Exercise directions
Every line of the entries below from the one containing "Annotate the brown" to the one containing "Annotate the wooden", both ends included, must be written out exactly. No other line belongs in the answer.
*** Dataset content
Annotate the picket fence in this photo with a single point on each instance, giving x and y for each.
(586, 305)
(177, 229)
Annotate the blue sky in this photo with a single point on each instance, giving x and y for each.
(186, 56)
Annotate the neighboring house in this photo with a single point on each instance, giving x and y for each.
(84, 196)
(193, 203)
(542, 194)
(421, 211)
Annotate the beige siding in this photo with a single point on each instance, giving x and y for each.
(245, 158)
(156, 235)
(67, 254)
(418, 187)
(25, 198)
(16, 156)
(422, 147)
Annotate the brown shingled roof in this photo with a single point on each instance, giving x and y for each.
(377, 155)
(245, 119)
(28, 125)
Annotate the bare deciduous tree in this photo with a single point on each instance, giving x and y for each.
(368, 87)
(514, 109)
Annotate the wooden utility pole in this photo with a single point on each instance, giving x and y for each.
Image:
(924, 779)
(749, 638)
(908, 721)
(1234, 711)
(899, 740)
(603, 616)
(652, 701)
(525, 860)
******
*** Dataset content
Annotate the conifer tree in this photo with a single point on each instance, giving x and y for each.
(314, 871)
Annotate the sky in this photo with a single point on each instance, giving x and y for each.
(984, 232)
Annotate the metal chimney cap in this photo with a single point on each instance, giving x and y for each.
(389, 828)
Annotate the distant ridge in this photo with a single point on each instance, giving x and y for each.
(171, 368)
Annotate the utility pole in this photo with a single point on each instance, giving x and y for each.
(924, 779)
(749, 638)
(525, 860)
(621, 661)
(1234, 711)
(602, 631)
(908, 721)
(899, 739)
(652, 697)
******
*** Dataset content
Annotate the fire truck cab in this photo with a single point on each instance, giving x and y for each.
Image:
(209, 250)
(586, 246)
******
Solved problem
Annotate the brown shingled roof in this photo with a single point on each instance, giving x and y for each.
(377, 155)
(245, 119)
(28, 125)
Annotate the bare deciduous tree in this photo with a single point on each instance, giving x and y for each.
(368, 87)
(514, 109)
Annotate the wooden utility pole in this photo with a single point on each instance, giving x and y for each.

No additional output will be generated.